> Challenges:
A: In the forum thread about the '_posixshmem' error, what does timfel say about the GIL?
B: Write the next part of the forum thread about the '_posixshmem' multiprocessing error, starting after its final post.

==== Supplied text

[multiprocessing] ModuleNotFoundError: No module named '_posixshmem'

[henryx]

When try to launch this, it returns this error:

[enrico@tiberio test]$ graalpython mandelbrot.py 16000
P4
16000 16000
Traceback (most recent call last):
  File "/home/enrico/test/mandelbrot.py", line 74, in <module 'mandelbrot.py'>
    mandelbrot(int(argv[1]))
  File "/home/enrico/test/mandelbrot.py", line 70, in mandelbrot
    for row in rows:
  File "/home/enrico/test/mandelbrot.py", line 61, in compute_rows
    with Pool() as pool:
  File "/home/enrico/.local/bin/graalpython-20.3.0-linux-amd64/lib-python/3/multiprocessing/context.py", line 119, in Pool
    return Pool(processes, initializer, initargs, maxtasksperchild,
  File "/home/enrico/.local/bin/graalpython-20.3.0-linux-amd64/lib-python/3/multiprocessing/pool.py", line 212, in __init__
    self._repopulate_pool()
  File "/home/enrico/.local/bin/graalpython-20.3.0-linux-amd64/lib-python/3/multiprocessing/pool.py", line 303, in _repopulate_pool
    return self._repopulate_pool_static(self._ctx, self.Process,
  File "/home/enrico/.local/bin/graalpython-20.3.0-linux-amd64/lib-python/3/multiprocessing/pool.py", line 326, in _repopulate_pool_static
    w.start()
  File "/home/enrico/.local/bin/graalpython-20.3.0-linux-amd64/lib-python/3/multiprocessing/process.py", line 121, in start
    self._popen = self._Popen(self)
  File "/home/enrico/.local/bin/graalpython-20.3.0-linux-amd64/lib-python/3/multiprocessing/context.py", line 284, in _Popen
    return Popen(process_obj)
  File "/home/enrico/.local/bin/graalpython-20.3.0-linux-amd64/lib-python/3/multiprocessing/popen_spawn_posix.py", line 32, in __init__
    super().__init__(process_obj)
  File "/home/enrico/.local/bin/graalpython-20.3.0-linux-amd64/lib-python/3/multiprocessing/popen_fork.py", line 19, in __init__
    self._launch(process_obj)
  File "/home/enrico/.local/bin/graalpython-20.3.0-linux-amd64/lib-python/3/multiprocessing/popen_spawn_posix.py", line 39, in _launch
    from . import resource_tracker
ModuleNotFoundError: No module named '_posixshmem'
[enrico@tiberio test]$ 

[timfel]

Thank you for the report. Multiprocessing is currently not supported. We are planning to look at it some time next year, but I cannot promise that we will make it work then.

[ytrezq]

@timfel regarding threading, is it gil free like Jython or does pure python scientific code using objects which can t be serialized will have to run single threaded during weeks like with plain Cpython?

[timfel]

@ytrezq we will have a GIL like CPython

[timfel]

If we're really talking about pure Python code, then we run that much faster than CPython ((like PyPy, for example). Additionally, since we allow embedding into Java programs and running multiple independent Python interpreters in the same JVM process, we will then be able to send objects between true multi-threaded Python contexts within the same process.

[ytrezq]

If we're really talking about pure Python code, then we run that much faster than CPython ((like PyPy, for example). Additionally, since we allow embedding into Java programs and running multiple independent Python interpreters in the same JVM process, we will then be able to send objects between true multi-threaded Python contexts within the same process.

========
==== Given entries

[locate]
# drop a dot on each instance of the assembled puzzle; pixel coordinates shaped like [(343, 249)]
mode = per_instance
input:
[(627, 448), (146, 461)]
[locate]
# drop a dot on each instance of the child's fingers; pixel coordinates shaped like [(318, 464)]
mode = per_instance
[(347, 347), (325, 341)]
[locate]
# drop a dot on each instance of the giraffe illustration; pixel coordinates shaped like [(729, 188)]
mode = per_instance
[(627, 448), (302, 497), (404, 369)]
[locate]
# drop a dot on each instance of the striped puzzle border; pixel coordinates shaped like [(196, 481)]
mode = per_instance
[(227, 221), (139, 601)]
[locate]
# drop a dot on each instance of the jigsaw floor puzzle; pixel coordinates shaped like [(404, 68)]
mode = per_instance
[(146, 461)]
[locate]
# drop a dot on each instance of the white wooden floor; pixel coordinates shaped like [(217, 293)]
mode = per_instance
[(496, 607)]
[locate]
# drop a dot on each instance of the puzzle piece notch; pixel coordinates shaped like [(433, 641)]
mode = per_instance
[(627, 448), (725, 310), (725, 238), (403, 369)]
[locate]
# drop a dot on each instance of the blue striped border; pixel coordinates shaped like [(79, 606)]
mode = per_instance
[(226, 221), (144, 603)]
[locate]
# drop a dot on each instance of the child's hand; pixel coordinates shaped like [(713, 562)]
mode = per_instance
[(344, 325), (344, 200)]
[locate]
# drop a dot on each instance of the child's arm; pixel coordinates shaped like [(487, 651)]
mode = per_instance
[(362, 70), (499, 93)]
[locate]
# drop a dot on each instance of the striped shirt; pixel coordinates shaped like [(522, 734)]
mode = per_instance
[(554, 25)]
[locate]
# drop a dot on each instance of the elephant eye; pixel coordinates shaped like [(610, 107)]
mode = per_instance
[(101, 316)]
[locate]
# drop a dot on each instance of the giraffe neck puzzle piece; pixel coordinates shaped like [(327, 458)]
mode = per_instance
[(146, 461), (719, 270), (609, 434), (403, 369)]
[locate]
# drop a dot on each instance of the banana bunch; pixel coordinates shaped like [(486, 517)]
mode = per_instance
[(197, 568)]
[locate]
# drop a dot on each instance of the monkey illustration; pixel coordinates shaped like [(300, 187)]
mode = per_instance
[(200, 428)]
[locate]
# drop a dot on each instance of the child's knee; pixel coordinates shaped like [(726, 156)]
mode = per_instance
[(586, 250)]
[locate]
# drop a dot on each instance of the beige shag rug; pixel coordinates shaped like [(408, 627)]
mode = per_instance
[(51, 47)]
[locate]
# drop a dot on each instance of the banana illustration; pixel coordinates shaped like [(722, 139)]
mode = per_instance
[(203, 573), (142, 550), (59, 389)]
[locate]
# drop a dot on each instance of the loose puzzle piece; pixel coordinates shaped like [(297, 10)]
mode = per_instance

========

> Answers to the exercises:
A: They will have a GIL like CPython.

B:
@timfel running faster on single thread is good, but when you have a 256 cores machine it can t match the boost offerred by using all threads. If graalvm don t even implement an option to not use a gil when not calling C code (which means not breaking Numpy), I will feel Jython using jni will remain superior in terms of performance. Recent versions of CPython also offer to run several independent interpreters in the same process.

Also the tendency in computer hardware these days is to decrease per thread performance for having faster cores even with recent Intel Xeon.

But you see, the problems is many scientific C libraries is they won t get __reduce__() implemented which means even if they are called sequencially nothing can be parallelized and the workloads have to run single threaded during months since the work can t be shared accross multiple Python instances whether sharing the same process or not.

[timfel]

Recent versions of CPython also offer to run several independent interpreters in the same process.

That's what we also offer.

But you see, the problems is many scientific C libraries is they won t get reduce() implemented which means even if they are called sequencially nothing can be parallelized and the workloads have to run single threaded during months since the work can t be shared accross multiple Python instances whether sharing the same process or not.

The link you give, and the reasons why something would not implement __reduce__ is (as in that instance) almost always going to be because of native data structures - and as long as CPython has a GIL, no C extension for Python will be able to run without a GIL. The CPython C API is intrinsically incapable of supporting multithreaded execution. There have been discussions on the python-dev mailinglist for years to alleviate this problem, but it's still there, and there's nothing we can do about that.

Taking a very long term view, as the GraalVM Python implementation matures, we will be able to release the GIL around much larger areas of Python code and use smaller locks than CPython (because many of our data structures are better suited for multi-threading), but as long as C extensions are written using the CPython C API, there is nothing we can do other than have a GIL.

[ytrezq]

But you see, the problems is many scientific C libraries is they won t get reduce() implemented which means even if they are called sequencially nothing can be parallelized and the workloads have to run single threaded during months since the work can t be shared accross multiple Python instances whether sharing the same process or not.

The link you give, and the reasons why something would not implement __reduce__ is (as in that instance) almost always going to be because of native data structures - and as long as CPython has a GIL, no C extension for Python will be able to run without a GIL. The CPython C API is intrinsically incapable of supporting multithreaded execution. There have been discussions on the python-dev mailinglist for years to alleviate this problem, but it's still there, and there's nothing we can do about that.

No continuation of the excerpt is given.